Entrées de pointage:

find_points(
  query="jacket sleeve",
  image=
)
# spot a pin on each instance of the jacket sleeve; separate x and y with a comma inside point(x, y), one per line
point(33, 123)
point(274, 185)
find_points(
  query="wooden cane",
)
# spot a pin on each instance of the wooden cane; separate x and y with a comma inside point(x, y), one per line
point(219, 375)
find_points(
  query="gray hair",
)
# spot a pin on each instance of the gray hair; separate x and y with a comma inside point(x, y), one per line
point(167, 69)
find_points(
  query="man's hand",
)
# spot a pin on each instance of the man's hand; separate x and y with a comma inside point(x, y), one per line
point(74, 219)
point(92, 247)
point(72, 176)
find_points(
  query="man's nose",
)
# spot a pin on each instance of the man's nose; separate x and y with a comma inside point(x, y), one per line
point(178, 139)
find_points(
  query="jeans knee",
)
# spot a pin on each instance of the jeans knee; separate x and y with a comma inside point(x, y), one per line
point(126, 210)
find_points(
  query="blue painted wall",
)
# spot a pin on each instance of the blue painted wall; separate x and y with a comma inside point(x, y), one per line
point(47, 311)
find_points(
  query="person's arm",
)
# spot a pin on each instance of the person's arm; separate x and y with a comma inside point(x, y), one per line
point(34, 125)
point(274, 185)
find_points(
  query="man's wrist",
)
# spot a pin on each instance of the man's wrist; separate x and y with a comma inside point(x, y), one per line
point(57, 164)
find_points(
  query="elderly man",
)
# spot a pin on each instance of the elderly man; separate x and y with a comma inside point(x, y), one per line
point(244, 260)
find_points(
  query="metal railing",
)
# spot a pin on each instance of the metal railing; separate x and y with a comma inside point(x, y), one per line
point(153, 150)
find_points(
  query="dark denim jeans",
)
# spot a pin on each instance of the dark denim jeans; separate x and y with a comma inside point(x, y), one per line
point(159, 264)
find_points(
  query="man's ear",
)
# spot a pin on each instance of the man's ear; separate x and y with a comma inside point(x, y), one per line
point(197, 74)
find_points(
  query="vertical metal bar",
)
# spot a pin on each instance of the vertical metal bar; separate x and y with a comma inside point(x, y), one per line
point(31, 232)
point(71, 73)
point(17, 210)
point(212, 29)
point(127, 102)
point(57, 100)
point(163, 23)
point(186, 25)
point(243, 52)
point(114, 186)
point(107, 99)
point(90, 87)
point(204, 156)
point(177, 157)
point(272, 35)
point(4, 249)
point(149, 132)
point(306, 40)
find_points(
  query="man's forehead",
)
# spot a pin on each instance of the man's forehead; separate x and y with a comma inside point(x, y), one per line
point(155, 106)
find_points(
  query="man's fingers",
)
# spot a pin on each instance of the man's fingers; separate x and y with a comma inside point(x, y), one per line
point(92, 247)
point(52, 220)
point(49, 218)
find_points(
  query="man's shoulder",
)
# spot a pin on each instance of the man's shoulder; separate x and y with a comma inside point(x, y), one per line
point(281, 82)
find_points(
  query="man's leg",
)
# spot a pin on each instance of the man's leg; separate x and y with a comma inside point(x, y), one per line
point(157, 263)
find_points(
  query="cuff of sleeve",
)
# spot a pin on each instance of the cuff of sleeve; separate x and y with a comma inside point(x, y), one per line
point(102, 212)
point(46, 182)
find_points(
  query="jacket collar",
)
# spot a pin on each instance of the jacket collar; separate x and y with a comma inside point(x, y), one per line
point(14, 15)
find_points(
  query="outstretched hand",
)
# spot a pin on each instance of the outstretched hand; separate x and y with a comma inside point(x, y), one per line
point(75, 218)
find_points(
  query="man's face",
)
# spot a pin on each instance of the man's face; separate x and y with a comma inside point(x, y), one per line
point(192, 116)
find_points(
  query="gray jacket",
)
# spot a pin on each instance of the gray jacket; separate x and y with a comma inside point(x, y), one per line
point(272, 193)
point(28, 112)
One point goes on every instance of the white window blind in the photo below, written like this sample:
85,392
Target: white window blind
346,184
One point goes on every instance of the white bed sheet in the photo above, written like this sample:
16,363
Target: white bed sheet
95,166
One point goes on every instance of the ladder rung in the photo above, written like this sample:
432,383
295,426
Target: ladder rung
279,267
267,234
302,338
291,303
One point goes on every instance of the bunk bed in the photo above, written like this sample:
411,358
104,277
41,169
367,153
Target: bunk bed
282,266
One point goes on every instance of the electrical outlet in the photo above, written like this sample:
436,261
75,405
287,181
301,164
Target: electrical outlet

- [Consigne]:
Recopiez toutes les entrées ci-dessus, ligne par ligne, sans y changer quoi que ce soit.

- [Corrigé]:
find_points(
  query="jacket sleeve",
  image=
)
# spot a pin on each instance of the jacket sleeve; separate x and y with a comma inside point(x, y), one per line
point(33, 123)
point(274, 185)
find_points(
  query="wooden cane",
)
# spot a pin on each instance of the wooden cane; separate x and y with a comma inside point(x, y), one per line
point(219, 375)
find_points(
  query="gray hair",
)
# spot a pin on each instance of the gray hair; separate x and y with a comma inside point(x, y), one per line
point(167, 69)
find_points(
  query="man's hand",
)
# spot a pin on each instance of the man's hand; separate x and y with a comma inside point(x, y), one per line
point(74, 219)
point(92, 247)
point(72, 176)
find_points(
  query="man's nose",
)
# spot a pin on each instance of the man's nose; separate x and y with a comma inside point(x, y), one per line
point(178, 139)
find_points(
  query="jeans knee",
)
# spot a pin on each instance of the jeans knee; separate x and y with a comma inside point(x, y), one per line
point(126, 210)
find_points(
  query="blue painted wall",
)
# spot a pin on each instance of the blue painted wall; separate x and y with a comma inside point(x, y), one per line
point(47, 311)
find_points(
  query="person's arm",
)
# spot a pin on each instance of the person's arm; separate x and y with a comma inside point(x, y), one per line
point(34, 125)
point(274, 185)
find_points(
  query="man's wrist",
)
# spot a pin on each instance of the man's wrist; separate x and y with a comma inside point(x, y), one per line
point(57, 164)
find_points(
  query="elderly man",
)
# spot a pin on each instance of the elderly man; separate x and y with a comma inside point(x, y), one per line
point(244, 260)
find_points(
  query="metal railing",
)
# spot a pin on each instance of the metal railing; separate x and y with a comma inside point(x, y), one per line
point(153, 150)
find_points(
  query="dark denim jeans",
)
# spot a pin on each instance of the dark denim jeans; separate x and y with a comma inside point(x, y), one per line
point(159, 264)
find_points(
  query="man's ear",
)
# spot a pin on each instance of the man's ear; separate x and y with a comma inside point(x, y), one per line
point(197, 74)
find_points(
  query="vertical metal bar",
)
# spot a pin on each instance of the vertical metal bar; separate x and y with a comma inside point(x, y), one per line
point(31, 232)
point(71, 73)
point(17, 210)
point(212, 29)
point(127, 102)
point(57, 100)
point(163, 23)
point(186, 25)
point(243, 52)
point(114, 186)
point(107, 99)
point(90, 87)
point(204, 156)
point(177, 157)
point(272, 35)
point(4, 249)
point(149, 132)
point(306, 40)
find_points(
  query="man's forehead",
)
# spot a pin on each instance of the man's forehead; separate x and y with a comma inside point(x, y), one per line
point(155, 106)
find_points(
  query="man's fingers",
)
# spot a pin on each instance of the man's fingers; separate x and y with a comma inside point(x, y), one per line
point(92, 247)
point(52, 220)
point(49, 218)
find_points(
  query="man's shoulder",
)
# spot a pin on each instance of the man's shoulder; separate x and y with a comma inside point(x, y), one per line
point(281, 82)
find_points(
  query="man's leg",
)
# spot a pin on each instance of the man's leg; separate x and y with a comma inside point(x, y), one per line
point(157, 263)
find_points(
  query="cuff of sleeve",
)
# spot a pin on each instance of the cuff of sleeve; separate x and y with a comma inside point(x, y), one per line
point(102, 212)
point(46, 182)
find_points(
  query="jacket collar",
)
# spot a pin on each instance of the jacket collar; separate x and y with a comma inside point(x, y), one per line
point(14, 15)
find_points(
  query="outstretched hand",
)
# spot a pin on each instance of the outstretched hand; separate x and y with a comma inside point(x, y), one per line
point(75, 218)
find_points(
  query="man's face",
)
# spot a pin on each instance of the man's face; separate x and y with a comma inside point(x, y), one per line
point(192, 116)
find_points(
  query="gray jacket",
)
# spot a pin on each instance of the gray jacket; separate x and y with a comma inside point(x, y), one per line
point(272, 193)
point(28, 112)
One point goes on every instance of the white window blind in the photo below, written like this sample:
85,392
Target: white window blind
346,184
One point goes on every instance of the white bed sheet in the photo above, written like this sample:
16,363
Target: white bed sheet
95,166
One point goes on every instance of the ladder rung in the photo above, written like this sample:
432,383
295,426
Target: ladder rung
279,267
267,234
302,338
291,303
One point goes on every instance of the bunk bed in the photo above, written like this sample:
411,358
104,277
41,169
367,153
Target: bunk bed
282,266
One point goes on every instance of the electrical outlet in the photo above, written like this sample:
436,261
75,405
287,181
301,164
Target: electrical outlet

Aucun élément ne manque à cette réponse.